> STATED EXERCISE: Copy each line exactly. Leave nothing out.

*** LISTED ENTRIES ***

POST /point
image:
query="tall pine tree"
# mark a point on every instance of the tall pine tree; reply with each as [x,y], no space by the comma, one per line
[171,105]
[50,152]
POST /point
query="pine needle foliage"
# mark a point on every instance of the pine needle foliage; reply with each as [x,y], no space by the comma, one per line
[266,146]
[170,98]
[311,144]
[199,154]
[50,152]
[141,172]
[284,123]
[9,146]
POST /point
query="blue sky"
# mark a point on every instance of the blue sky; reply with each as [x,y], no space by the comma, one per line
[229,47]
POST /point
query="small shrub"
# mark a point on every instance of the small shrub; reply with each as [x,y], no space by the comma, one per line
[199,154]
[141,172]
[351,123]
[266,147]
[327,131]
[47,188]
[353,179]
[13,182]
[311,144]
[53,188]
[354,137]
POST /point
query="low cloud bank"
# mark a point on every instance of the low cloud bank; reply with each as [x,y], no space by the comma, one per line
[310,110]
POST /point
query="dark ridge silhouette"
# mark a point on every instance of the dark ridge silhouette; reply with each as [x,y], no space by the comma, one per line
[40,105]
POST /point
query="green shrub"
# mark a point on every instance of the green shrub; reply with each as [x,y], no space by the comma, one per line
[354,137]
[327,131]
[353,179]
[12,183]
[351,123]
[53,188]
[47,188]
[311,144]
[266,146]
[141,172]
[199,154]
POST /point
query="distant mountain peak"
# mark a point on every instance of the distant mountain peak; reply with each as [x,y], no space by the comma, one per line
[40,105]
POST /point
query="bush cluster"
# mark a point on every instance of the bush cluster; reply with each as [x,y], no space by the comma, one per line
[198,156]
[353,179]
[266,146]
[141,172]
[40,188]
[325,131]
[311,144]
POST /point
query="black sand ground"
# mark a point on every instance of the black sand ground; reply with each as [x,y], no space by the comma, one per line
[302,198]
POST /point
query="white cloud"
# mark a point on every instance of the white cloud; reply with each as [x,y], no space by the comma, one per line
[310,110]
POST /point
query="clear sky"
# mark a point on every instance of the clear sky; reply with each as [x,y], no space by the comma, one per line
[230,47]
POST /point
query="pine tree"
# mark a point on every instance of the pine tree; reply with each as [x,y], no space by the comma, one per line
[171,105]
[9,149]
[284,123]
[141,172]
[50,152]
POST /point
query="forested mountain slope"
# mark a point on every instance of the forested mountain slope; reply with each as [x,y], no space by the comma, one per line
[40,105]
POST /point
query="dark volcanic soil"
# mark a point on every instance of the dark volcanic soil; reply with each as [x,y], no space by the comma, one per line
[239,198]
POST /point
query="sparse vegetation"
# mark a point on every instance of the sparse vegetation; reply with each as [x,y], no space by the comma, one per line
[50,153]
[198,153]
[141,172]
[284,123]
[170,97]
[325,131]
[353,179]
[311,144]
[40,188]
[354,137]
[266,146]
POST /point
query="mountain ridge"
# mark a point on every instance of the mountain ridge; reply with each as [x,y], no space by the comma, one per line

***

> CORRECT RESULT:
POST /point
image:
query="tall pine tree"
# mark a point on every instance of the tall pine tree; reply with each as [x,y], no space by the comma, one per line
[171,105]
[50,152]
POST /point
query="pine needle foliage"
# mark a point on every instance of the pine needle foliage; reply with each as [x,y], no space by the comma, one per line
[266,146]
[170,98]
[311,144]
[199,154]
[50,152]
[141,172]
[284,123]
[9,146]
POST /point
query="blue sky"
# mark a point on every instance of the blue sky; reply with each as [x,y], no space by the comma, one per line
[229,47]
POST /point
query="small shrub"
# mark a point on every instance of the small shrub; reply with each as [x,y], no space by the comma, one per line
[199,154]
[141,172]
[351,123]
[266,147]
[327,131]
[47,188]
[353,179]
[13,182]
[311,144]
[53,188]
[354,137]
POST /point
query="low cloud bank"
# mark a point on every instance of the low cloud bank; reply with each as [x,y], no space by the comma, one per line
[310,110]
POST /point
query="dark ridge silhouette"
# mark a point on every instance of the dark ridge silhouette; reply with each as [x,y], no space by the comma, one per line
[40,105]
POST /point
query="green shrub"
# mark a point on every instance of the green shrub; reply with each as [x,y], no space by the comma, one per line
[354,137]
[327,131]
[353,179]
[12,183]
[351,123]
[53,188]
[47,188]
[311,144]
[266,146]
[141,172]
[199,154]
POST /point
query="distant mountain peak"
# mark a point on every instance of the distant mountain peak; reply with each as [x,y], no space by the comma, one per line
[40,105]
POST /point
query="bush cluster"
# mark a point on every instance of the bush cluster; reply with each as [x,y], no space by the comma, one per line
[198,156]
[353,179]
[266,146]
[141,172]
[40,188]
[325,131]
[311,144]
POST /point
query="black sand ground"
# mark a point on every instance of the black sand ground; reply with each as [x,y], no space by the comma, one per line
[302,198]
POST /point
query="white cloud"
# mark a point on every instance of the white cloud; reply with each as [x,y], no space by the comma, one per line
[310,110]
POST /point
query="clear sky"
# mark a point on every instance of the clear sky; reply with each as [x,y], no space by the comma, one per line
[230,47]
POST /point
query="pine tree"
# mark a point on every instance of the pine tree; reply with each as [x,y], no space by the comma, one per line
[171,105]
[9,149]
[284,123]
[141,172]
[50,152]
POST /point
query="forested mountain slope"
# mark a point on every instance of the forested mountain slope; reply with each as [x,y], no space by the comma, one per line
[40,105]
POST /point
query="dark volcanic soil"
# mark a point on every instance of the dark volcanic soil; reply with each as [x,y], no space by the comma, one per line
[239,198]
POST /point
query="sparse vegetation"
# mark a point on every instance of the sparse vegetation; reply with each as [x,y], no space by the comma, one per line
[50,153]
[198,153]
[141,172]
[284,123]
[170,97]
[325,131]
[353,179]
[311,144]
[40,188]
[354,137]
[266,146]
POST /point
query="mountain ridge"
# mark a point on every instance of the mountain ridge; reply with each as [x,y], no space by the comma, one per line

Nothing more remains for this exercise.